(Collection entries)
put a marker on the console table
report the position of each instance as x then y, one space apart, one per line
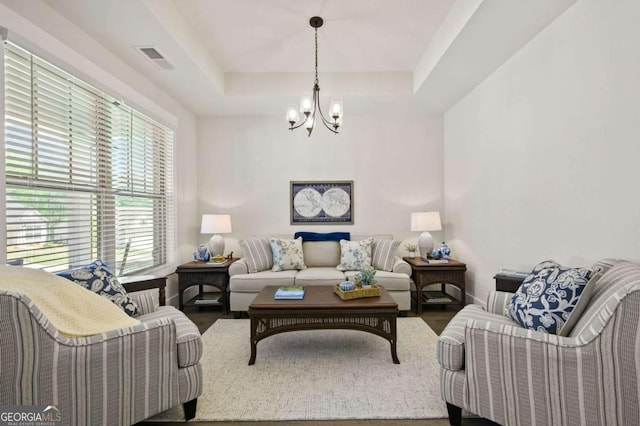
425 273
201 274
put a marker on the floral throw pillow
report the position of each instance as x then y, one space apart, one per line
98 278
548 296
355 255
258 254
287 254
383 254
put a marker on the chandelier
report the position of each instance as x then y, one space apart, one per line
310 104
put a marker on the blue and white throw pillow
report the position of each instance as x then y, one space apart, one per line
383 254
355 255
98 278
258 254
548 296
287 254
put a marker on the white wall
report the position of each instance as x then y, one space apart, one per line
245 166
45 32
541 159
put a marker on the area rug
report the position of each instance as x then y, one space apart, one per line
317 375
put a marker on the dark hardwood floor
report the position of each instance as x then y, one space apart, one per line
437 317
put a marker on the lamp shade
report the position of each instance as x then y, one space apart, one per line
426 221
215 224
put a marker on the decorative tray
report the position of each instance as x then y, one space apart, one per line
357 293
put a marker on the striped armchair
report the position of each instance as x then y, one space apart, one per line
116 378
493 368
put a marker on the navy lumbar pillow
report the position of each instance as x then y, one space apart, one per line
548 296
323 236
98 278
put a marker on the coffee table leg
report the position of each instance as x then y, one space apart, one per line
394 339
254 343
394 354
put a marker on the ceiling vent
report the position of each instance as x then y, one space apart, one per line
155 56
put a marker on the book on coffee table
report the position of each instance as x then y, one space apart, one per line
295 292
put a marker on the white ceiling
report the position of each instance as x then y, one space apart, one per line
235 57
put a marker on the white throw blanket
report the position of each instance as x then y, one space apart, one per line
71 309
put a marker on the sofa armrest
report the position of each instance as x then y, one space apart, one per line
148 301
401 266
497 302
239 267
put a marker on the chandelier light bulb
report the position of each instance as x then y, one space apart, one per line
292 114
336 108
305 104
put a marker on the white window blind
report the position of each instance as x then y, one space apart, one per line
87 178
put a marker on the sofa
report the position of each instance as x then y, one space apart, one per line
321 260
116 377
493 367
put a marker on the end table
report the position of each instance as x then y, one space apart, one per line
201 274
425 273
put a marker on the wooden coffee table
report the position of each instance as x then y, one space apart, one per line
321 308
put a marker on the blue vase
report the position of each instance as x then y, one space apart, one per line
203 253
444 251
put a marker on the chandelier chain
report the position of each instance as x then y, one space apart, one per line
316 56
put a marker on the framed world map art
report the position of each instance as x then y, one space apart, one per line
322 202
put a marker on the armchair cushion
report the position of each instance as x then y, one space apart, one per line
547 296
451 343
187 334
147 300
98 278
71 309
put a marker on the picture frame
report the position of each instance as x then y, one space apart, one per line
321 202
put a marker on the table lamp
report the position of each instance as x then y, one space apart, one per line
216 224
425 221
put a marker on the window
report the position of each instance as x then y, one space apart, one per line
86 177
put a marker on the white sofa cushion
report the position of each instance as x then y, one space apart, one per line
383 254
253 283
320 275
321 253
354 255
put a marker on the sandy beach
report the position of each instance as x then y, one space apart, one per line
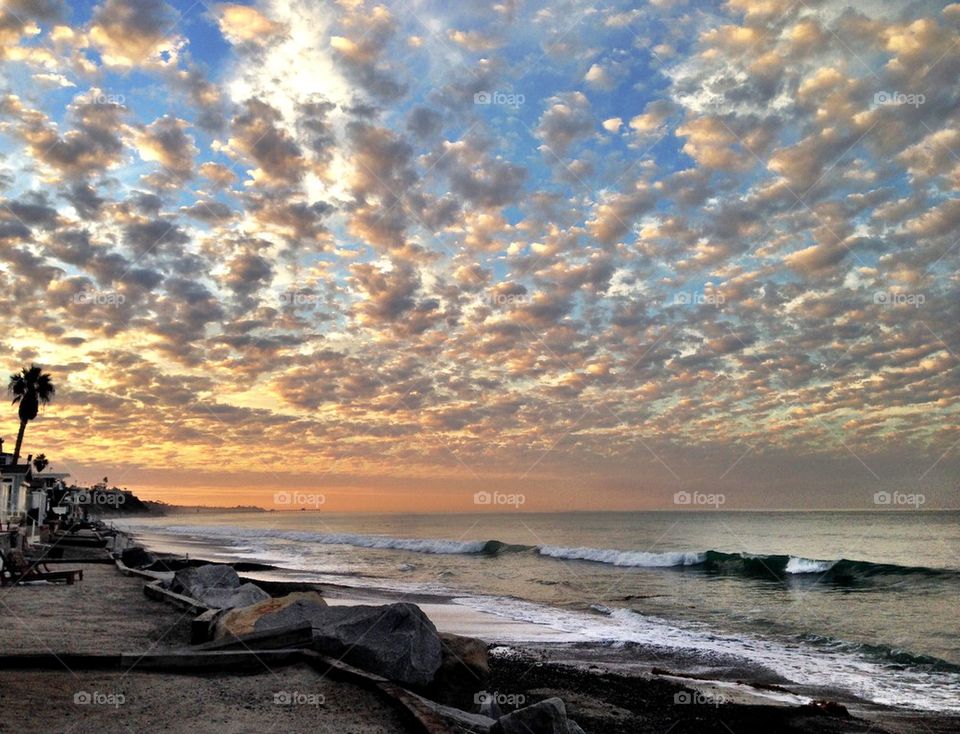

[TASK]: Update the listing by replacing every "put a marker on" with "place a pin on" and leaving all else unchanged. Leave the pictures out of your answer.

[SOLUTION TO THIS PROBLEM]:
place a pin on the console table
report the position of each instance as x then y, one space apart, one per line
425 273
201 274
place a pin on the floral throw pillow
report the position of each instance as x then y, one space apart, one per line
98 278
548 296
355 255
258 254
287 254
383 254
place a pin on the chandelier
report the position of each instance as x then y, one space apart, one per line
310 104
place a pin on the blue and white throw pillow
report the position of each instance as x then y, one space apart, one per line
383 254
355 255
98 278
258 254
548 296
287 254
place a pin on the white wall
report the position of each instance as x then y, one space apart, one per line
245 166
45 32
541 159
place a pin on the area rug
report the position of each instance as x then y, one space apart, one per line
317 375
place a pin on the dark hardwood floor
report the position of each instance as x then y, one space apart, one per line
437 317
place a pin on the lamp shade
report the position of each instance as x then y, one space apart, one per line
426 221
215 224
place a pin on the decorative tray
report the position of each instance as x then y, one space apart, one per line
357 293
place a pin on the striped armchair
report the position of each instance as x then y, one space apart, one per line
116 378
493 368
place a pin on the navy lumbar pillow
report the position of each instance as x then y, one space apart, one per line
548 296
323 236
98 278
place a pin on the coffee table leg
report the position of each instance as x then y, one space apart, one per line
394 339
254 343
394 354
place a pin on the ceiling vent
report the position of each instance as x then y, one space apart, one per line
155 56
place a pin on the book on coffee table
report the position of each instance as x then y, one space apart, one per line
295 292
place a pin on the white ceiling
report the position of each instance as x then y, one space apart, one per line
235 57
place a pin on the white throw blanket
report the position of each instance as x then y, one space apart, one per line
71 309
place a pin on the sofa armrest
report the position of each instance as x then y, one space apart, one per line
148 301
401 266
497 302
239 267
place a pin on the chandelier light bulb
report the position of each instance as x then y, one space apart, one per line
292 114
336 108
305 104
place a pin on the white window blind
report the position of each instance as x then y, one space apart, one per line
87 178
place a pin on the sofa
report the position of each instance as x then y, one space apart, one per line
321 260
116 377
493 367
place a pin on the end table
report the position of each instance as x then y, one space apart, one per line
201 274
425 273
place a pin on the wooden coffee table
report the position of each instance as x then y, one space apart, one per line
321 308
place a pin on the blue vase
report the position of each instance as x then y, one space apart, one per line
203 253
444 251
place a pin on the chandelier chain
report the position of each instance as x then y, one space apart, one per line
316 56
place a pin on the framed world map art
report the position of each instance as x then y, one space apart, one per line
322 202
place a pin on the armchair cushion
report the position of each instance as x then y, one space apart, one per line
547 296
451 343
187 334
147 300
98 278
71 309
place a pin on the picture frame
report the position of each instance as x then y, one space apart, one per line
321 202
place a pin on the table lamp
report the position of each instance as x then y, one space apart, one per line
216 224
425 221
place a pin on the window
report the position of each instance as x then y, one space apart, one per line
86 177
place a pin on the white sofa cushion
report the position of each instance as x then y, one space apart, one per line
383 254
253 283
320 275
321 253
354 255
place a pin on the sandy beach
report the position of each instance as x then y, one space apart, one per line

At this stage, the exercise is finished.